Aim of the exercise: Count the lines in the records below that contain the string "hand" and give only that number.

Records:

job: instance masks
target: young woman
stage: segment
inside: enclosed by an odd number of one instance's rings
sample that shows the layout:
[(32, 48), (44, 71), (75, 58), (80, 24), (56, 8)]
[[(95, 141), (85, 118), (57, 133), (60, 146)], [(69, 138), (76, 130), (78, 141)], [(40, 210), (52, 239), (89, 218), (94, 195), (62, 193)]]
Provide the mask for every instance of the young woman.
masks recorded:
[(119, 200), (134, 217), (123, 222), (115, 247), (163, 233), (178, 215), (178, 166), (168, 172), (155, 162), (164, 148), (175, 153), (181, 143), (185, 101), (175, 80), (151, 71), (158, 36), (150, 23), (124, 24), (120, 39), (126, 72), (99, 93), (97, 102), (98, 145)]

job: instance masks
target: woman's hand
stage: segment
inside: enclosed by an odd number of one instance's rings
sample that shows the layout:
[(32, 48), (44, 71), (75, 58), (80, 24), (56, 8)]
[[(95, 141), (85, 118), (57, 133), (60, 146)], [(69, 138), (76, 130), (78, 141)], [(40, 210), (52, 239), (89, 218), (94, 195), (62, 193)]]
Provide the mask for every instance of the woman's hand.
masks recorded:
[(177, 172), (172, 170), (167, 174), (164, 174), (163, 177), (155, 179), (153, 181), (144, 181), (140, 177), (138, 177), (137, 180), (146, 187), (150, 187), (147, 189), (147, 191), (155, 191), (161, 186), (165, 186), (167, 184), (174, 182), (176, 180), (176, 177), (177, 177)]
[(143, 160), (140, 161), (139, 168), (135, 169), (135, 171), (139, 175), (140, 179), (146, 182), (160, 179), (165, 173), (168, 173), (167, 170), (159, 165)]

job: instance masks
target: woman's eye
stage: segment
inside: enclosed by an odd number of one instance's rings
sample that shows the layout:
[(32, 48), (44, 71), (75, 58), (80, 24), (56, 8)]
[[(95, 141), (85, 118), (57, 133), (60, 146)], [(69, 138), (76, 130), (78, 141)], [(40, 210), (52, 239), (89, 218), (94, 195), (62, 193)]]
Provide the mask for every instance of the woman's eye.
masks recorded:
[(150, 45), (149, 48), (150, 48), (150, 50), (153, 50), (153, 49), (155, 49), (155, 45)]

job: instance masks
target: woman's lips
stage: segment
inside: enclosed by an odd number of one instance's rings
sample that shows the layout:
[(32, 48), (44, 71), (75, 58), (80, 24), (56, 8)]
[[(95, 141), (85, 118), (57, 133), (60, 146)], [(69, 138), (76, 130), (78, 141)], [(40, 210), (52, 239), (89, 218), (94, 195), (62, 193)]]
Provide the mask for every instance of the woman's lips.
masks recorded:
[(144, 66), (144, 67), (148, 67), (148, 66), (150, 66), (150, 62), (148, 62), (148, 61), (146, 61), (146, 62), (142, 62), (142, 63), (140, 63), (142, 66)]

--

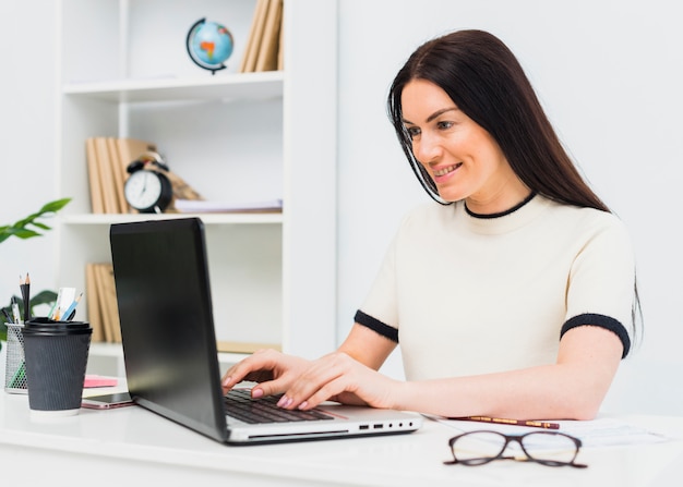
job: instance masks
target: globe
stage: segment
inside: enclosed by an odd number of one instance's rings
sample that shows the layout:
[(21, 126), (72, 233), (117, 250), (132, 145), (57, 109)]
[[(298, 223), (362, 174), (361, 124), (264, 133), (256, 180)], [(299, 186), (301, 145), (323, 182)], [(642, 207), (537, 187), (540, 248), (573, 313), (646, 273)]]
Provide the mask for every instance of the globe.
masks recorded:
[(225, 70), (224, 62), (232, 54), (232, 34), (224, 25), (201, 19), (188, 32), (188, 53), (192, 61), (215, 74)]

Output for this exercise: 2